### СУТЬ ЗАДАНИЯ
Выпишите все приведённые ниже данные дословно, без каких-либо изменений. Изображения в ответ не включайте.

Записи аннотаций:
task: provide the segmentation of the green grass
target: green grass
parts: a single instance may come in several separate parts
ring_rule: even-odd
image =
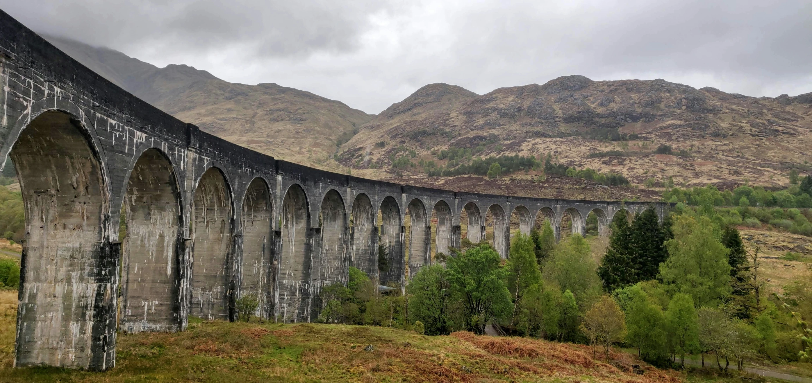
[[[524,338],[428,337],[343,325],[190,322],[180,333],[119,333],[116,367],[93,372],[12,368],[14,319],[0,317],[0,381],[647,383],[676,382],[679,376],[650,368],[641,377],[593,360],[585,346]],[[374,350],[365,351],[367,345]],[[613,364],[630,363],[627,354],[617,355],[620,361]]]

### ОТВЕТ К УПРАЖНЕНИЮ
task: provide the segmentation of the green grass
target: green grass
parts: a single instance may come in several separate parts
ring_rule: even-odd
image =
[[[524,338],[428,337],[343,325],[190,322],[180,333],[119,333],[116,367],[93,372],[12,368],[14,319],[0,317],[0,381],[647,383],[676,382],[679,376],[650,368],[641,377],[593,360],[585,346]],[[374,350],[365,351],[367,345]],[[613,364],[630,363],[627,354],[617,355],[620,361]]]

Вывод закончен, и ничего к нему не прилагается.